EXTRACTED DATA
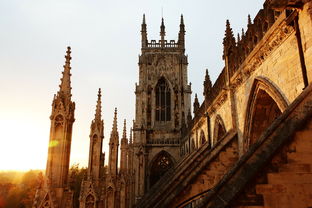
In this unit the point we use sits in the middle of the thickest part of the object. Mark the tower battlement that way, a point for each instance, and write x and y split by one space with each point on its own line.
163 43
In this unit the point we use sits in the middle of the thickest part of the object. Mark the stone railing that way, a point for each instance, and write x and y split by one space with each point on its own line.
163 141
165 44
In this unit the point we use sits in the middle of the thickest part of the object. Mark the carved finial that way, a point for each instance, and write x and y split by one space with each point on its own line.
98 107
249 20
229 40
207 85
144 33
189 116
143 19
162 31
130 137
196 104
181 40
114 129
124 134
65 80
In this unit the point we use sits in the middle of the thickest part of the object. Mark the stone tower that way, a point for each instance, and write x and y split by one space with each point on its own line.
162 105
55 192
112 194
91 188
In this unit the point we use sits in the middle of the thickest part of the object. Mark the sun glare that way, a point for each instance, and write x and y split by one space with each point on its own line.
22 149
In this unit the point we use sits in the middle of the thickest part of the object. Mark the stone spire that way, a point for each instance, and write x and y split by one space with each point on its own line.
207 85
249 20
238 37
96 157
130 136
162 32
181 40
144 33
123 149
189 116
124 133
196 104
114 132
113 148
97 116
65 88
229 40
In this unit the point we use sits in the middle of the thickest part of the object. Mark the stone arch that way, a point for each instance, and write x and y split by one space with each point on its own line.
219 129
160 164
202 137
153 102
90 201
193 146
163 100
264 105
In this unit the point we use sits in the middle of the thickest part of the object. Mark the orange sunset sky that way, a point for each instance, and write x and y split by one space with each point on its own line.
105 41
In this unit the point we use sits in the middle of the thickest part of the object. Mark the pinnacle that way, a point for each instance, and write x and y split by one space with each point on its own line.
162 29
130 137
249 20
114 129
143 19
65 80
98 107
182 21
124 134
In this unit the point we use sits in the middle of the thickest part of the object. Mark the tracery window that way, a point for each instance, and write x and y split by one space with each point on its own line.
163 101
161 164
90 201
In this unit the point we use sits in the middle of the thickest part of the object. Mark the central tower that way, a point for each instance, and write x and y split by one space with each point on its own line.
163 101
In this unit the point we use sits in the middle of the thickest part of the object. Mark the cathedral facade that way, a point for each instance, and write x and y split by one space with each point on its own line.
247 145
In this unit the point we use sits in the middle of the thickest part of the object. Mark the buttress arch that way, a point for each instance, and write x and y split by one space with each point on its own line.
265 104
159 165
219 129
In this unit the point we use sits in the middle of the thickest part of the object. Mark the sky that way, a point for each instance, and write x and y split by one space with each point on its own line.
105 41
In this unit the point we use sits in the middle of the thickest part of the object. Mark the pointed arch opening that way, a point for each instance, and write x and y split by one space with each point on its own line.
161 163
163 101
90 201
202 137
265 104
219 129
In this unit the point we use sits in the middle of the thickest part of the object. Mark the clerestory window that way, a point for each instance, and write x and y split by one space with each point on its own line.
163 101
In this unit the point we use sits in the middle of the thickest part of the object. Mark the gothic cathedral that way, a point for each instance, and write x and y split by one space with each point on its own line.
248 144
163 98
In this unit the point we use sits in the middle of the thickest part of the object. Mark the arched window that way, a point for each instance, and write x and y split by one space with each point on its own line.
163 101
202 137
90 201
161 163
265 104
219 129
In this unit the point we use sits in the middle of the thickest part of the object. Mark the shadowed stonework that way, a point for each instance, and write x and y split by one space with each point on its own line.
248 144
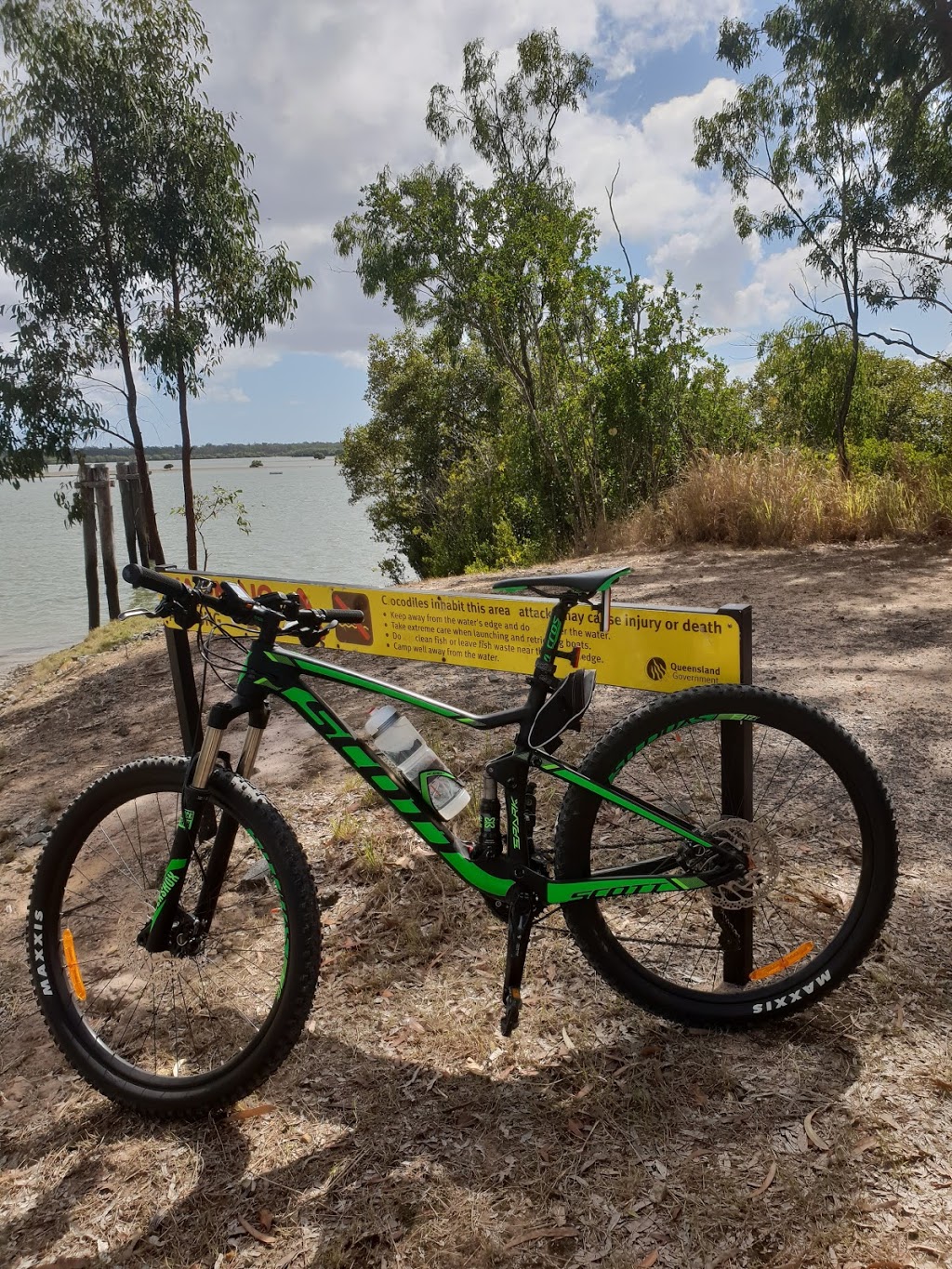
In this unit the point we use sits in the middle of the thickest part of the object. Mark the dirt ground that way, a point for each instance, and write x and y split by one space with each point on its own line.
403 1130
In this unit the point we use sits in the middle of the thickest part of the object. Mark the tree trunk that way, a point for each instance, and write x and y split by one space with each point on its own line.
841 456
191 537
155 547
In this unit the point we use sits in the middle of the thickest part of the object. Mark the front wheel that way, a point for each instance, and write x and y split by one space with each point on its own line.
191 1029
812 823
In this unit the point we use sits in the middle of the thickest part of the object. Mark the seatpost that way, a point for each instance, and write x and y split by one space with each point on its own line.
544 674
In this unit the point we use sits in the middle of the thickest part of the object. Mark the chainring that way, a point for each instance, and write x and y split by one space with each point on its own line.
763 859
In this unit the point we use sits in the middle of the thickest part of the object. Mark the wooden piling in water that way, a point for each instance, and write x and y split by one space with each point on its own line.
128 514
139 514
89 543
104 511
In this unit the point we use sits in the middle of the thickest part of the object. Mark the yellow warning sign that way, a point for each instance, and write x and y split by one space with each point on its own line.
659 649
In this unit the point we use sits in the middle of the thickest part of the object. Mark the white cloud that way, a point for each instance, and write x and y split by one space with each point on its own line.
329 94
219 392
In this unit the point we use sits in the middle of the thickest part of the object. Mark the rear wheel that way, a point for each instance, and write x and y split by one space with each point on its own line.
184 1032
817 838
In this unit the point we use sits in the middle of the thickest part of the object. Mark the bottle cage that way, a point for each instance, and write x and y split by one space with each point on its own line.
563 708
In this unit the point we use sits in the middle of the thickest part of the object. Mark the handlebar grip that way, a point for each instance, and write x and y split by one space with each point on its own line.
150 580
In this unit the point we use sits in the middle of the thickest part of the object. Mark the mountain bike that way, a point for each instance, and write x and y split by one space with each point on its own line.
174 929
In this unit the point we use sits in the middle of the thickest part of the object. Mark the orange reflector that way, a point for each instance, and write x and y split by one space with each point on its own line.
767 971
69 951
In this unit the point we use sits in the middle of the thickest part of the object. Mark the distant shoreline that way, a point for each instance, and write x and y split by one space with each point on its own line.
254 449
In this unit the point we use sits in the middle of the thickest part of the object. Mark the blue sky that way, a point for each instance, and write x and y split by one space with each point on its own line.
327 93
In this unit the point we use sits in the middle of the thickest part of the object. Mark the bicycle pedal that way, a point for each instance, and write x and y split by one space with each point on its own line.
510 1018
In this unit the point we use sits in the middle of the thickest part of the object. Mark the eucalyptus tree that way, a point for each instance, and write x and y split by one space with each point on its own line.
871 77
198 243
602 371
125 218
70 157
507 263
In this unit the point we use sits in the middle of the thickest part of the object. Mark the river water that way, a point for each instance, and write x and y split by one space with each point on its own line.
302 528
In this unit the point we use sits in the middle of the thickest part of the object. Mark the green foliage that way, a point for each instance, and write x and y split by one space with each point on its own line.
42 413
440 458
798 388
590 388
209 507
855 136
125 218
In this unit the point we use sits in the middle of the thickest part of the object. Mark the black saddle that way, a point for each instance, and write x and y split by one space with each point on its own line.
580 585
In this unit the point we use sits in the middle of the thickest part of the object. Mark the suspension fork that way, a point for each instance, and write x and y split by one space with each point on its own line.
194 806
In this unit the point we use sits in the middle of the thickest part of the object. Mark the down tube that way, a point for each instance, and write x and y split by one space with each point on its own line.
402 797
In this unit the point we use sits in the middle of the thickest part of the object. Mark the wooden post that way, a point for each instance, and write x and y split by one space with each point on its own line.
104 509
89 542
128 515
139 514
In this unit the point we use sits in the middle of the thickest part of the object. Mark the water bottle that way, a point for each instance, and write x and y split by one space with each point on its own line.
403 747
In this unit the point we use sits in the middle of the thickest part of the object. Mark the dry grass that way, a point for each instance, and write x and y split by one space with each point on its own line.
403 1132
104 639
791 497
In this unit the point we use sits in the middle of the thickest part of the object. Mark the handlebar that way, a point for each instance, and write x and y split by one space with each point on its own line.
233 601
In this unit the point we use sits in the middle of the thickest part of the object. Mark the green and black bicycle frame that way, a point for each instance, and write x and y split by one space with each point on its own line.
500 866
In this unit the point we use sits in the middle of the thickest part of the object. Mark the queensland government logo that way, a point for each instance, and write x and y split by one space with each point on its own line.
656 669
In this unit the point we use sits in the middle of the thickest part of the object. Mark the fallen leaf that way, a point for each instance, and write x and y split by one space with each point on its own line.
563 1231
765 1183
257 1234
69 1262
813 1133
253 1112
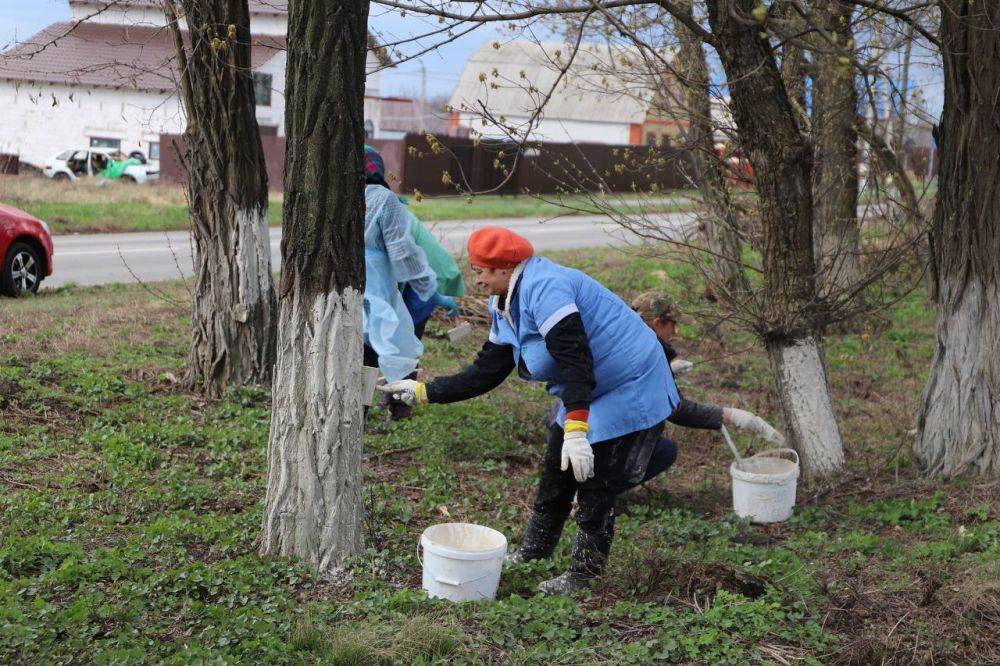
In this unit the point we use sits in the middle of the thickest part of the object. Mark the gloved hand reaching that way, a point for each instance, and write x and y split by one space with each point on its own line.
408 391
577 451
679 366
447 302
750 422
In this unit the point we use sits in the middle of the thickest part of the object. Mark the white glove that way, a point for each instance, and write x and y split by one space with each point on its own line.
576 450
408 391
680 366
750 422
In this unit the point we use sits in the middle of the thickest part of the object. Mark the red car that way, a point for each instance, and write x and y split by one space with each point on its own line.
26 249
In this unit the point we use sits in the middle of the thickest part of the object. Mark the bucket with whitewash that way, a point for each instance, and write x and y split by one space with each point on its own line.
462 561
764 485
369 380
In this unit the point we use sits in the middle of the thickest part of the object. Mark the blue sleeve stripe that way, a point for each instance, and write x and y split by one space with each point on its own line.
557 317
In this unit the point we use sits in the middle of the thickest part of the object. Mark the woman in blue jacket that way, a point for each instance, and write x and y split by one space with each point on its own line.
557 325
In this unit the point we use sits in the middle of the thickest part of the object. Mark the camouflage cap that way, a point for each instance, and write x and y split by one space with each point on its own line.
653 304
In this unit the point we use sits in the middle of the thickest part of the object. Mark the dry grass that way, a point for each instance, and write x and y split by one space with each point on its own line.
91 320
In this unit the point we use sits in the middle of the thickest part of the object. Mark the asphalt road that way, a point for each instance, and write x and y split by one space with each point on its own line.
121 258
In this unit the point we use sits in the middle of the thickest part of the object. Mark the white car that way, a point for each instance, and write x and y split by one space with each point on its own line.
82 162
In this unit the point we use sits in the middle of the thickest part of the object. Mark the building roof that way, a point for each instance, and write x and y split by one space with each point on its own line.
108 56
272 7
593 88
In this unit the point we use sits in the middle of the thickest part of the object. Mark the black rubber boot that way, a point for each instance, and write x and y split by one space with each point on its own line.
590 555
541 536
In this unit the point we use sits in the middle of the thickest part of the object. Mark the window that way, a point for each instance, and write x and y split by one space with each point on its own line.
104 142
262 88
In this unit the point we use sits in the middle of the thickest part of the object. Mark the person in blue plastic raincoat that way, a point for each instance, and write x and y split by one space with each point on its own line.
558 325
398 251
392 257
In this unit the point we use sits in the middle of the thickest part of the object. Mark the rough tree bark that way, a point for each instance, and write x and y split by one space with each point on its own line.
314 508
959 422
835 139
233 315
782 165
721 227
793 61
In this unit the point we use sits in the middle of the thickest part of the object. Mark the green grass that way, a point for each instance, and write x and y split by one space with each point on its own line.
129 511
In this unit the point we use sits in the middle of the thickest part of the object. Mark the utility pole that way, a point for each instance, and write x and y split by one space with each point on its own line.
423 96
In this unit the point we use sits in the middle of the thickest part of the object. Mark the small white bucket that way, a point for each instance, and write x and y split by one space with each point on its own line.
460 332
764 487
462 561
369 380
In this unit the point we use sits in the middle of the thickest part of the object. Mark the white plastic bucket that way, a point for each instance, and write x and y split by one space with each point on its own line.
462 561
764 486
369 380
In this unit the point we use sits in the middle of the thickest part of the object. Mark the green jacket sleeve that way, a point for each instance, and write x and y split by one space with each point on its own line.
449 275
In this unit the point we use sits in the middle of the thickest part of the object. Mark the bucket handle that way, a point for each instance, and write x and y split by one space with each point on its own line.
448 581
785 450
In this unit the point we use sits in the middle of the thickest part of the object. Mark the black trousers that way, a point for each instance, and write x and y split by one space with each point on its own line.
619 464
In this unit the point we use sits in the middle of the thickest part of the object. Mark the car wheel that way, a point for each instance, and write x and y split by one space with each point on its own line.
22 270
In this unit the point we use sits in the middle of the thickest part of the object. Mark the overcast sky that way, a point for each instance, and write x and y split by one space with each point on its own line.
20 19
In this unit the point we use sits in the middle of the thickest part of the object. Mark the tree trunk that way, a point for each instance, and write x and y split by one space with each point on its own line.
959 422
314 507
793 61
782 165
835 140
721 229
233 316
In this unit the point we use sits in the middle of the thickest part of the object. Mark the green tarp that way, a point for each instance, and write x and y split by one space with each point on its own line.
115 169
449 275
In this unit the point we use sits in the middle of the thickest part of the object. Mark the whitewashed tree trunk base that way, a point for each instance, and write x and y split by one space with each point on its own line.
314 505
959 426
800 379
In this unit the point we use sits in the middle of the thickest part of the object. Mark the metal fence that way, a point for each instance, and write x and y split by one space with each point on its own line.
448 165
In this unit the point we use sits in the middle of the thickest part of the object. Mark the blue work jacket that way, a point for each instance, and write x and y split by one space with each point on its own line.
631 373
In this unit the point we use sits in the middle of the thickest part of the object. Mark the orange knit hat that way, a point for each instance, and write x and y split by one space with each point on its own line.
496 247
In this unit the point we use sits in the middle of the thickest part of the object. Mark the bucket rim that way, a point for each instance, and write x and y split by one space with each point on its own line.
459 554
757 477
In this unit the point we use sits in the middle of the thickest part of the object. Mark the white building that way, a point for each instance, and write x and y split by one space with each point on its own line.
593 102
107 78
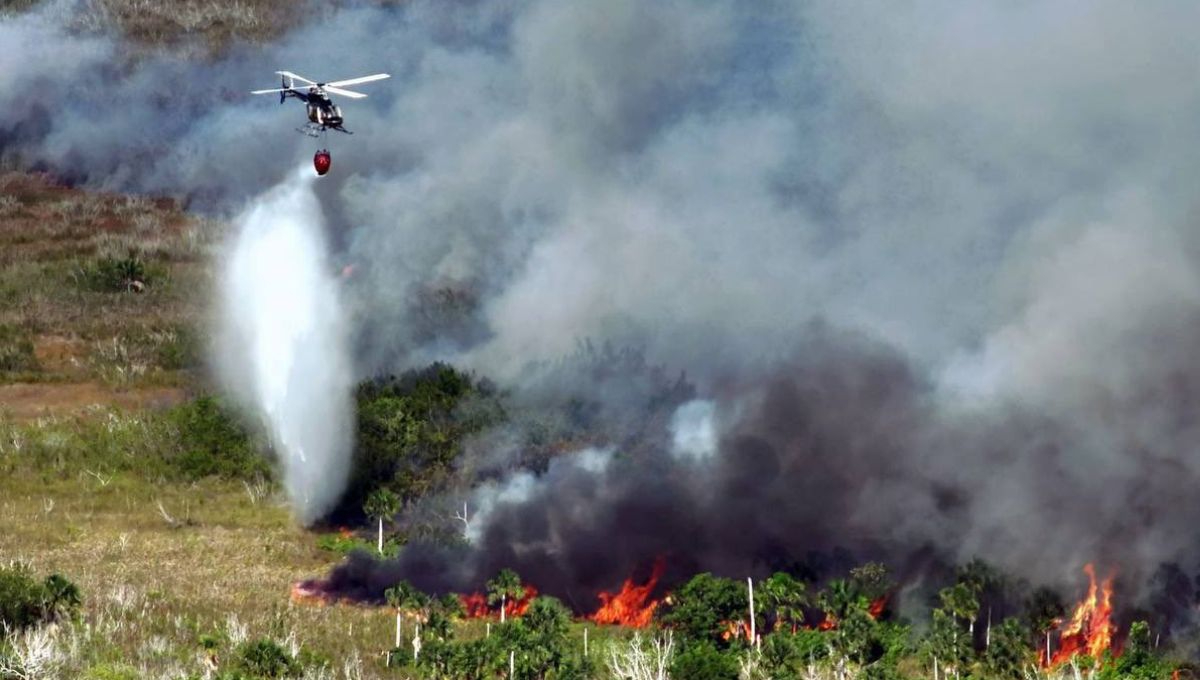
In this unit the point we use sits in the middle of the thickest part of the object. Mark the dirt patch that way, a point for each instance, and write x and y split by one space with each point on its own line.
27 401
60 354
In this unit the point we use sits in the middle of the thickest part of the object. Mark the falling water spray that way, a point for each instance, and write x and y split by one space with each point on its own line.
282 347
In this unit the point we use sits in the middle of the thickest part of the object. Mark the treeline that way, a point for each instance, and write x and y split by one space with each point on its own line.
703 631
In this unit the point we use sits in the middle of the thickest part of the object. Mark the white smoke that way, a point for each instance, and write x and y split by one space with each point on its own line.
282 343
694 431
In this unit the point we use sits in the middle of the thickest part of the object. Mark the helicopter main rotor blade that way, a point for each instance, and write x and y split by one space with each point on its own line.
358 80
345 92
301 78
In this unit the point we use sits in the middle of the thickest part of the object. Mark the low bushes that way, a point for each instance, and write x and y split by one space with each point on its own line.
25 601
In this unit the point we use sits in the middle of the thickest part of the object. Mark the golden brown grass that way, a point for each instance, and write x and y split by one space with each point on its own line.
52 240
161 565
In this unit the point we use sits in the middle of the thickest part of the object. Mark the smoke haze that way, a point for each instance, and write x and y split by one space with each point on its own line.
933 265
282 342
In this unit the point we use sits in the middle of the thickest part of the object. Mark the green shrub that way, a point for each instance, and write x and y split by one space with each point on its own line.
703 661
16 350
118 275
213 443
25 601
111 672
342 545
264 659
412 428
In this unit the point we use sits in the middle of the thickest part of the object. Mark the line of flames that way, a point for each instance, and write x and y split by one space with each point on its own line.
631 606
1090 630
875 609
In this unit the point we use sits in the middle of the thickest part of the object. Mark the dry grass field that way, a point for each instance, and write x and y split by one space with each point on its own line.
102 302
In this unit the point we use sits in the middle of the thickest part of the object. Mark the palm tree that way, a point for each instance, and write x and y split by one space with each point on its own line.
505 584
837 599
403 596
382 503
786 597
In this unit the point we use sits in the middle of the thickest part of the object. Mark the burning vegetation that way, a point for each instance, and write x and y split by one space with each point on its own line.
1090 630
631 606
849 623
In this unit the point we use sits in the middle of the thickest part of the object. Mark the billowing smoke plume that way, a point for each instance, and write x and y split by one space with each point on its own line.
282 347
934 265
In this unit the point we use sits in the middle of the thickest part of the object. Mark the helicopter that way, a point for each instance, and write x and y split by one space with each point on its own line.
323 113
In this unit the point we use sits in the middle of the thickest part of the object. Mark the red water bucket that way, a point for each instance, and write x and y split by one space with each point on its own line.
322 161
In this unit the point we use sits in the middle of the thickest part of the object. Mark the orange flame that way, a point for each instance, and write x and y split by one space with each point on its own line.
475 605
735 630
1090 630
631 606
875 609
877 606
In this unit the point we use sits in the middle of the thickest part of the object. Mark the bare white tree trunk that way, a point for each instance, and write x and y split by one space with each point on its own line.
637 661
987 633
754 633
466 521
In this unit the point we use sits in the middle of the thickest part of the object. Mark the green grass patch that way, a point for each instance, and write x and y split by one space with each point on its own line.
16 350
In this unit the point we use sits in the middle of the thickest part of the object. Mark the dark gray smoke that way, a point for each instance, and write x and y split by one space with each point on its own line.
988 205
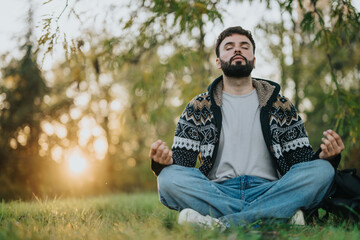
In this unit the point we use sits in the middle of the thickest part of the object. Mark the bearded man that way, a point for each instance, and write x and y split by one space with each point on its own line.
256 161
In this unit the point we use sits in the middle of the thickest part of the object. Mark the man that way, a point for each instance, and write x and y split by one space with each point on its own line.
255 158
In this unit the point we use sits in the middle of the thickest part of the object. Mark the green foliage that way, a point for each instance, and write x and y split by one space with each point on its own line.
22 91
137 216
324 43
130 89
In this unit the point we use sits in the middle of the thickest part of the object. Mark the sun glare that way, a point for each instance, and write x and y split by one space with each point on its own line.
77 162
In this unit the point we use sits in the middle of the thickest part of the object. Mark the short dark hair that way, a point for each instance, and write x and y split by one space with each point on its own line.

WHAT TO WORK ON
From the rows above, extract every line containing the string "overcast", matching case exactly.

EXERCISE RESULT
In this unit the point we use sits in the middle of the thickest part of the object. Mark the overcast sky that way, a point for each instance, and write x and y split by one space with each point on its own line.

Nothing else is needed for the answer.